- TASK TO COMPLETE: Rewrite all of the material below as a numbered list, one line per item, and leave out any blank lines.

************

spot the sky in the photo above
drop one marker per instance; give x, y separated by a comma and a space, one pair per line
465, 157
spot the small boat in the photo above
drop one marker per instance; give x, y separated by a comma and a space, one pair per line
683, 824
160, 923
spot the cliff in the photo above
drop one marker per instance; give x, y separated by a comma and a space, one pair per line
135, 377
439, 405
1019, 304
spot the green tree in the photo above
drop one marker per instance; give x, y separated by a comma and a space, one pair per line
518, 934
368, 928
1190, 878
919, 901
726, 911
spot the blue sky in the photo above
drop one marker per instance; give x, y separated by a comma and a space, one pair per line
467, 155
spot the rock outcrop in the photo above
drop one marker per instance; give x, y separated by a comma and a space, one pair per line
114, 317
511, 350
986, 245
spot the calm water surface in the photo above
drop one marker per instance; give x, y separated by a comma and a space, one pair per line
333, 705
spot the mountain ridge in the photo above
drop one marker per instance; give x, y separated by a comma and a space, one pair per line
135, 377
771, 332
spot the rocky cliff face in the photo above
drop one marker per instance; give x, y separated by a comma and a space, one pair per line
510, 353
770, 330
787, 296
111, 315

************

- RESULT:
1. spot the sky in the photo above
2. drop one marker per instance; give x, y separated by a comma and a space, one pair per line
3. 465, 157
4. spot the small boat in the photo above
5. drop one marker per instance; give x, y separated by a comma and a space, one pair per line
6. 683, 824
7. 160, 923
8. spot the cliff in the photo above
9. drop one marker per instance; give x, y separated by a comma and a space, one pair per line
10. 135, 377
11. 439, 405
12. 1019, 304
13. spot the green tree in the photo above
14. drop one marker per instance; give x, y separated by a comma and a space, one pair per line
15. 518, 934
16. 368, 928
17. 1190, 878
18. 919, 901
19. 726, 911
20. spot the blue sky in the photo above
21. drop one marker per instance; give x, y separated by a comma and a space, one pair per line
22. 467, 155
23. spot the rock outcrop in the photo above
24. drop one marker per instance; give x, y separated by a comma and a space, one pair per line
25. 114, 317
26. 511, 350
27. 986, 245
28. spot the calm water surface in the photo above
29. drop one marker per instance; give x, y separated by a comma and a space, one pair per line
30. 333, 705
31. spot the mountain ridge in the photo above
32. drop one marker per instance; give x, y separated by a comma and a space, one pair per line
33. 135, 377
34. 771, 332
35. spot the rocky cliff face in the photo above
36. drop one marker per instance; give x, y separated by a comma and a space, one pair per line
37. 510, 353
38. 770, 330
39. 787, 296
40. 111, 315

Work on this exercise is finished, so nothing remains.